## Passage provided

=== Section Start ===

Sep 24, 2012

The Bidet

I have never considered leaving a patients room before because I couldn't control the urge to laugh.  Uncontrollably. It happened today.

I stare at the dandruff on her hairline. I imagine myself in my morning commute, frustrated and stressed and tired. I cover my mouth with my hand and clench my jaw. I will not laugh, I will not laugh, I.  WILL. NOT. LAUGH. I am the doctor, the professional this woman has come to see.

And all I want to do is laugh.

She has come to see me to request a bidet toilet. She went to her primary care doctor, who told her no, she would not recommend this so the insurance would pay for it. Undeterred, the patient came to me.

"I need you to give me a bidet."  She doesn't say hello.

I fight the urge to tell her that they are in the back, along with all of our other plumbing devices, light fixtures, and home improvement hardware.  Instead, I quell my snide thoughts and already present dislike for this patient and ask "Why do you need a bidet?"

"I can't wipe my butt."

I indulge her.  "why can't you wipe your butt?"

"my arms are too short."

I clench my jaw and try to forcibly turn the corners of my mouth down.  "how long have your arms been too short to wipe your butt?"

"about four years, since I got fat."

So, I am to assume that she has been able to wipe her butt successfully for the prior 63 years?

"I can't reach my butt.  Look, I'll show you". She starts to get up.

"No, no. That's all right. You don't have to show me."

*please note, at time of this conversation she is seated with her hands below butt.

The patient narrows her eyes at me. "I'm not leaving until you give me a bidet."

I glance through her history. No recurrent infections that would suggest that she indeed cannot maintain hygiene. A note from her PCP that I completely agree with.   So what do I do?

=== Section End ===

## Supplied entries
=== Section Start ===

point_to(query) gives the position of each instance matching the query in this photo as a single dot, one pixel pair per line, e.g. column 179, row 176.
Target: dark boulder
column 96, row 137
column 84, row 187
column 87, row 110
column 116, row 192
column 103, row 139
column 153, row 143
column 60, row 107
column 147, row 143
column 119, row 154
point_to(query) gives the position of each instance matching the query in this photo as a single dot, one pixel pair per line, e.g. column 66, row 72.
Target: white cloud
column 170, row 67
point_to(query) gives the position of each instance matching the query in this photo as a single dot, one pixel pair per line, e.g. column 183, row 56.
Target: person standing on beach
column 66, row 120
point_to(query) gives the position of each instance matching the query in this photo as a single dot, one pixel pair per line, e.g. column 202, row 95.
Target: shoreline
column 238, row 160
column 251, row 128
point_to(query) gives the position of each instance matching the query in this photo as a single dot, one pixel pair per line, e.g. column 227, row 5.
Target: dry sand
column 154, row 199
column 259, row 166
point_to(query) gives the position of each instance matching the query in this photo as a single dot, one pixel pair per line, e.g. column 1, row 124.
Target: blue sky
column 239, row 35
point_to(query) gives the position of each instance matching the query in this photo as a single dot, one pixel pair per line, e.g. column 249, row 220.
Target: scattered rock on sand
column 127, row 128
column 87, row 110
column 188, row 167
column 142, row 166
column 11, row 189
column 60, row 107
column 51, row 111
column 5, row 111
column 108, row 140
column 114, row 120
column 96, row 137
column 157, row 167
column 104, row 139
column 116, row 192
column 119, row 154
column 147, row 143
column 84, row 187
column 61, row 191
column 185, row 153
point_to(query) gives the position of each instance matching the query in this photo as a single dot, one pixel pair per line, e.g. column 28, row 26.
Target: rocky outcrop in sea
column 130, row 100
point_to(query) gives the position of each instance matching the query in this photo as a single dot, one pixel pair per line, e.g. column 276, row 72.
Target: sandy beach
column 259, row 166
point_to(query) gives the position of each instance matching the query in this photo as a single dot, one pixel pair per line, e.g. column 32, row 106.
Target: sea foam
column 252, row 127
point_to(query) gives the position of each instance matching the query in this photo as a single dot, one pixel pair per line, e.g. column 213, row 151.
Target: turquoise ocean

=== Section End ===

## Task details
In the bidet post, what does the doctor find in the patient's history that fails to support her request, and why does that finding matter? None of the entries is needed to complete the task.

## Written solution
The history shows no recurrent infections, which would have suggested that she cannot maintain hygiene. It also holds a note from her PCP, who refused to recommend the bidet, and the doctor completely agrees with that note.